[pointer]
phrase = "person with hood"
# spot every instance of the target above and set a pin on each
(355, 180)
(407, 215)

----------

• DIRECTIONS: Write each record above out again exactly as it reads.

• RESPONSE TO THIS TASK:
[pointer]
phrase = "person with hood"
# spot every instance of the target above and set a pin on each
(355, 180)
(407, 215)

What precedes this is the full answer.